Текст упражнения »
★ ★ ★ ★ ★

Туземцы племени хапай вернулись с победой домой с пятьюдесятью захваченными пленниками. Некоторые из молодых вождей, которые переняли привычки народностей с островов Фиджи, предложили убить их, зажарить и съесть. Такое предложение все с радостью приняли. Одни – потому, что очень хотели попробовать, что такое это человеческое мясо, а другие – только потому, что считали этот акт вполне соответствующим их нынешнему боевому настроению.

★ ★ ★ ★ ★

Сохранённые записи
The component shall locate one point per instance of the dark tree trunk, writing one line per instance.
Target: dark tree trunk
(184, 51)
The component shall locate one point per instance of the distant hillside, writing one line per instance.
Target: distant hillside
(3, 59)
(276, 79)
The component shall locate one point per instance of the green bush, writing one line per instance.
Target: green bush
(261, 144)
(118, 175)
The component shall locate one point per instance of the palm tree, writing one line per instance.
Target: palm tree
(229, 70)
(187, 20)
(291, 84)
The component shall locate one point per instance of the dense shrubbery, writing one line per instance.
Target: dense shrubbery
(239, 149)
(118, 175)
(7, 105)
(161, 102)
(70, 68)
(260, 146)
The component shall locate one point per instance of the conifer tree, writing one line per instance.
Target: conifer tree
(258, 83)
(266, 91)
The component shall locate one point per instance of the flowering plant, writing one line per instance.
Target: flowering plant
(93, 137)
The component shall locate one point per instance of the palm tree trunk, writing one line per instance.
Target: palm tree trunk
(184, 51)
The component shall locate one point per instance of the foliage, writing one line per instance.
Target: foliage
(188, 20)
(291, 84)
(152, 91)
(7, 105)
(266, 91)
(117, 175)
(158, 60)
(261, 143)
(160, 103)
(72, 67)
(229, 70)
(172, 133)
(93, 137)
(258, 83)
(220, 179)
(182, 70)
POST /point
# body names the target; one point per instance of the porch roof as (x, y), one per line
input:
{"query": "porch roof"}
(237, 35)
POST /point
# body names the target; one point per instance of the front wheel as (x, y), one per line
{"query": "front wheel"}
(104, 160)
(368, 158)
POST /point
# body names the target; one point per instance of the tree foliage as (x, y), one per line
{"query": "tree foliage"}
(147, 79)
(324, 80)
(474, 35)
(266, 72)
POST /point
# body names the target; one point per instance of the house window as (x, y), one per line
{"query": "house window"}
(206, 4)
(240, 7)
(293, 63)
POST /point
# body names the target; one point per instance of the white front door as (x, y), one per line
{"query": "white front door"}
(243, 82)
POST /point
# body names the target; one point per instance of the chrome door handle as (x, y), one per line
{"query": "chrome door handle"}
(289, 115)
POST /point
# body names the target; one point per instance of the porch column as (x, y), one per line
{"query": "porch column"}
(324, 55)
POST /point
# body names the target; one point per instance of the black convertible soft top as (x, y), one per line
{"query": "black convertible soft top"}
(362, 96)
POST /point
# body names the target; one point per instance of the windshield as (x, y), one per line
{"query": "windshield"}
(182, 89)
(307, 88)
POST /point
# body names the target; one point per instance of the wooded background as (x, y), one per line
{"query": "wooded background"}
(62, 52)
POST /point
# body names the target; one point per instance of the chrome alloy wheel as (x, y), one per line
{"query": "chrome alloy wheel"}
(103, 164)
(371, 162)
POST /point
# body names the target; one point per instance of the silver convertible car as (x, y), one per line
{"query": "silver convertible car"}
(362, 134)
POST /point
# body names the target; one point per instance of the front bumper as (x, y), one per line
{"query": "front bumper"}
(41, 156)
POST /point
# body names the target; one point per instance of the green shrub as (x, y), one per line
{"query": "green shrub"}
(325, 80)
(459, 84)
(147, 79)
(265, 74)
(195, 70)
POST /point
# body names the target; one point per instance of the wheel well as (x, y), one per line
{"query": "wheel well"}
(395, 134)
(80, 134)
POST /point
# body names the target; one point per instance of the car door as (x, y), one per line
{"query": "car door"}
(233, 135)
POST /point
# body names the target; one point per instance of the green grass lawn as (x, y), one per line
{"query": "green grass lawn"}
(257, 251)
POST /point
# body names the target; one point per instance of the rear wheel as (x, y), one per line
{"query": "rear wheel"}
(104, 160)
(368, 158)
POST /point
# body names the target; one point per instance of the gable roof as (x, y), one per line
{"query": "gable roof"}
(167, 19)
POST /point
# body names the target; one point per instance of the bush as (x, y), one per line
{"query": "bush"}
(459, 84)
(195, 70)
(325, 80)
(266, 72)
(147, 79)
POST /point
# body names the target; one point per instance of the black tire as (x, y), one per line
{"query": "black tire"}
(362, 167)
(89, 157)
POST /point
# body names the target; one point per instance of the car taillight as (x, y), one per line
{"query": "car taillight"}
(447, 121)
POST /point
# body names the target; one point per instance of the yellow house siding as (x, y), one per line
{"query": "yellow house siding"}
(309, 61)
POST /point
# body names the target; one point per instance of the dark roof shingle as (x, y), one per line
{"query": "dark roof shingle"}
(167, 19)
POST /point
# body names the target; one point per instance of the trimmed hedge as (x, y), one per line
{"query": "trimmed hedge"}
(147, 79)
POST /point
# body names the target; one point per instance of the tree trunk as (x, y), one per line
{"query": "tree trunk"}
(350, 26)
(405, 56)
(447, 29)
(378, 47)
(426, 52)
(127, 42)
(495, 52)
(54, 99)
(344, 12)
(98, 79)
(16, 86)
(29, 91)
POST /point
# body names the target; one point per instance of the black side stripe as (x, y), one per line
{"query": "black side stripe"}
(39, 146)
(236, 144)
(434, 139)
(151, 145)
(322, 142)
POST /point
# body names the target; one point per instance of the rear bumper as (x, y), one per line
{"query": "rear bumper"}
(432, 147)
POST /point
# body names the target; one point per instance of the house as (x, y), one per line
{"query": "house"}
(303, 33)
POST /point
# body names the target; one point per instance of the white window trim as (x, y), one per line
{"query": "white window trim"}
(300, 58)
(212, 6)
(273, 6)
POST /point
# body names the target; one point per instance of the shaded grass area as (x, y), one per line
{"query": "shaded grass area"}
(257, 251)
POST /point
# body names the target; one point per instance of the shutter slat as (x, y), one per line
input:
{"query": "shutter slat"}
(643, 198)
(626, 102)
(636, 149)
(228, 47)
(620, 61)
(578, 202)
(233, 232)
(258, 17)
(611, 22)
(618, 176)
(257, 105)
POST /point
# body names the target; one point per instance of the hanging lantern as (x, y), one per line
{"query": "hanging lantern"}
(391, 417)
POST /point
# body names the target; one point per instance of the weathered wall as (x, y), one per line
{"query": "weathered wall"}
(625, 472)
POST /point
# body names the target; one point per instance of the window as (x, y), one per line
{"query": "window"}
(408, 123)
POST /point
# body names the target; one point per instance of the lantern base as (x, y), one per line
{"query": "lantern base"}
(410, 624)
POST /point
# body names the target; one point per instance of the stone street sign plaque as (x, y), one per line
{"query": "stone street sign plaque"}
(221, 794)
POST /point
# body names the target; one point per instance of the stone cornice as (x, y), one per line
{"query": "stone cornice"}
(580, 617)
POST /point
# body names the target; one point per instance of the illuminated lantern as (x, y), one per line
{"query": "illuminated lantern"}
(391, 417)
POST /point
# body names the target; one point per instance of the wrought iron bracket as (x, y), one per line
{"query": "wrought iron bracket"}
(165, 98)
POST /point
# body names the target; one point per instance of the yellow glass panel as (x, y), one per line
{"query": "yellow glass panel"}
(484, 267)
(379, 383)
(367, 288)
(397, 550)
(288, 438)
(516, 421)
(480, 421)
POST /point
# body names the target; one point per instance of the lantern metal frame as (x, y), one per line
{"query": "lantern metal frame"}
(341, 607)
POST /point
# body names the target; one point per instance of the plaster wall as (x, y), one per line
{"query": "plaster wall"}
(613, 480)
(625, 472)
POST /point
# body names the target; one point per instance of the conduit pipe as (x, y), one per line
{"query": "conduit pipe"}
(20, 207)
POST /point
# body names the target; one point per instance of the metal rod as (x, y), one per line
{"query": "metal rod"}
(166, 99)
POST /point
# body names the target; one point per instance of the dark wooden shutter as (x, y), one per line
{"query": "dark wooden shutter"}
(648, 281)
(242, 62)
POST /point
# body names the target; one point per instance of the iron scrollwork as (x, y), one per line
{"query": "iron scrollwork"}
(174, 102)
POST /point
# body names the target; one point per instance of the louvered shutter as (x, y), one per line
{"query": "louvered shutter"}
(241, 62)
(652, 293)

★ ★ ★ ★ ★

Задачи и задания »
a - Процитируйте фрагмент текста о племени хапай от слов «Туземцы племени хапай» до слов «нынешнему боевому настроению.» включительно.
b - Сколько пленников захватили туземцы, согласно тексту о племени хапай?

Ответы по заданиям »
a -
Туземцы племени хапай вернулись с победой домой с пятьюдесятью захваченными пленниками. Некоторые из молодых вождей, которые переняли привычки народностей с островов Фиджи, предложили убить их, зажарить и съесть. Такое предложение все с радостью приняли. Одни – потому, что очень хотели попробовать, что такое это человеческое мясо, а другие – только потому, что считали этот акт вполне соответствующим их нынешнему боевому настроению.

b - Пятьдесят.